• [Texte]
>>>

Je ne pense pas que le régime ait le moyen d’étendre la surveillance téléphonique et Internet vis-à-vis de beaucoup de Seychellois. Il lui suffit de faire régner la peur. Comme c’est aussi l’Etat qui construit l’essentiel des logements là où réside la majorité de la population à Mahé et Praslin, il tient d’une main le bâton, de l’autre la carotte. Les Seychellois ont tendance à se taire, à se résigner, pour ne pas risquer de perdre leur tour pour un logement social. C’est une façon habituelle d’acheter les voix.
– Au-delà de méthodes totalitaires, ce que vous décrivez est un système clientéliste ?
– C’est bien le mot. Le gouvernement reste le plus grand bâtisseur de l’archipel. Beaucoup de Seychellois sont logés par l’État. Il est aussi de très loin le premier employeur. L’embauche se fait souvent sur des critères politiques.
– Vous pouvez citer des cas ?
– Par exemple, il y a parmi nos militants une avocate particulièrement qualifiée qui, à plusieurs occasions, a présenté un dossier pour être nommée juge. Sa demande a toujours été rejetée. Elle a vu passer devant elle des jeunes avocats moins expérimentés, aux demandes plus récentes, mais connus pour s’afficher en faveur du gouvernement. Ca fonctionne aussi dans l’autre sens, pour se débarrasser d’agents de l’Etat soupçonnés d’être favorables à l’opposition. Récemment, l’adjoint au chef de la police a été contraint de remettre sa démission parce qu’il était soupçonné d’être proche de l’opposition lors de la dernière élection présidentielle. Sylvestre Radegonde était directeur du Conseil national du tourisme avant de se faire limoger. Je pourrais citer bien d’autres cas récents. En dépit des assurances du président James Michel, le système clientéliste de type mafieux fonctionne toujours avec autant d’efficacité. Le résultat est que de nombreux Seychellois qualifiés quittent le pays pour pouvoir exercer un emploi qui ne soit pas subordonné à des considérations politiques. C’est le cas de Sylvestre Radegonde, qui a été ambassadeur des Seychelles en Belgique et qui fut ensuite en charge du tourisme. Il a perdu sa place pour des raisons politiques. Il a fini par émigrer à Londres avec toute sa famille.
Vous évoquiez tout à l’heure cette image de paradis terrestre des Seychelles, une image destinée surtout aux touristes. Je vous pose à mon tour une question : comment ce supposé paradis peut-il obliger tant d’enfants du pays à fuir vers l’étranger ?

<<<

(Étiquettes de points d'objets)
>>>

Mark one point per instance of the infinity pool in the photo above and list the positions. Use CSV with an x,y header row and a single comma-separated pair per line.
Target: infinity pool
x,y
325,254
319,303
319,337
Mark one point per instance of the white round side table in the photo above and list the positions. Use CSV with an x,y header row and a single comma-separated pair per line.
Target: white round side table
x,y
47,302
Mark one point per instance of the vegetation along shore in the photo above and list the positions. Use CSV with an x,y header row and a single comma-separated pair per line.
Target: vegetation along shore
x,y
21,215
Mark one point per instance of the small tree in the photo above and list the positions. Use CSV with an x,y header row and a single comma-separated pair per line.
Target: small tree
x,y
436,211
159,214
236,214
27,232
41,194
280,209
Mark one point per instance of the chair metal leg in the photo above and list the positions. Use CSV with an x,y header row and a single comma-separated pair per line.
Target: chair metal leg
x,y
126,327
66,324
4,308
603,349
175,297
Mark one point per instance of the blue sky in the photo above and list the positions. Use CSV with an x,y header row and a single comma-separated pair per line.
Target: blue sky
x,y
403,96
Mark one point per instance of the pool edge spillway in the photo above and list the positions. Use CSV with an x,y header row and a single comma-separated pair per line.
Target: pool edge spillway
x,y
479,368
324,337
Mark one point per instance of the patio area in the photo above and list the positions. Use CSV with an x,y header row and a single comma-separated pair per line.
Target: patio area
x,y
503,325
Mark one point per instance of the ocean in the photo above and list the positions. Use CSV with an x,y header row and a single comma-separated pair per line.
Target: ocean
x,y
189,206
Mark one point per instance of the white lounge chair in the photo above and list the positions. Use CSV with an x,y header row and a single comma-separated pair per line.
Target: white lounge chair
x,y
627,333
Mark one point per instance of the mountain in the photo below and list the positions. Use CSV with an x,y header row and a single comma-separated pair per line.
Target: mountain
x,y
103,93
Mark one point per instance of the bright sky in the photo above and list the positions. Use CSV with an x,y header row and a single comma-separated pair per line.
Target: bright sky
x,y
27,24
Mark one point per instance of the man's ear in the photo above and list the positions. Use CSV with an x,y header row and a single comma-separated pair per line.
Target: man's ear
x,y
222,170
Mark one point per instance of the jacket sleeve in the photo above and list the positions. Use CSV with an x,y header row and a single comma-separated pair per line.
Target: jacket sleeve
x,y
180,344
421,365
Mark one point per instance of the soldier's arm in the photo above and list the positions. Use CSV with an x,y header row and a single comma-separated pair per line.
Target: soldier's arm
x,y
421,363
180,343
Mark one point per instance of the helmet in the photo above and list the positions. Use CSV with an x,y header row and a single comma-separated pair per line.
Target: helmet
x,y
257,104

<<<

• [Consigne]
Pourriez-vous poursuivre l'entretien sur le clientélisme aux Seychelles à partir de sa dernière phrase ?

• [Réponse]
– Le 29 novembre 1985, Gérard Hoareau, le chef de l’opposition seychelloise de l’époque, a été assassiné à Londres. Les conditions de sa mort n’ont pas été complètement éclaircies, mais il s’agissait à l’évidence d’un assassinat politique. Comme chef de l’opposition, craignez-vous pour votre vie ?
– L’assassinat de Gérard Hoareau, c’était il y a 30 ans. À cette époque, aux Seychelles, des hommes considérés à tort ou à raison comme des opposants ont disparu et leurs corps n’ont jamais été retrouvés. Ceci a sciemment servi à exacerber ce climat de peur dont les traces se retrouvent jusqu’aujourd’hui. J’espère que nous n’en sommes plus là. Personnellement, je n’ai pas peur. Mais je sais que le régime, s’il tente d’améliorer son image, n’a pas fondamentalement changé. Actuellement, je continue de me poser des questions concernant certains mouvements de militaires intervenus discrètement avant le second tour des dernières élections présidentielles alors que nous étions largement vainqueurs à l’issue du premier tour.
Et je n’oublie pas comment j’ai été sévèrement battu le 3 octobre 2006 devant l’Assemblée nationale.
– Que s’est-il passé précisément ?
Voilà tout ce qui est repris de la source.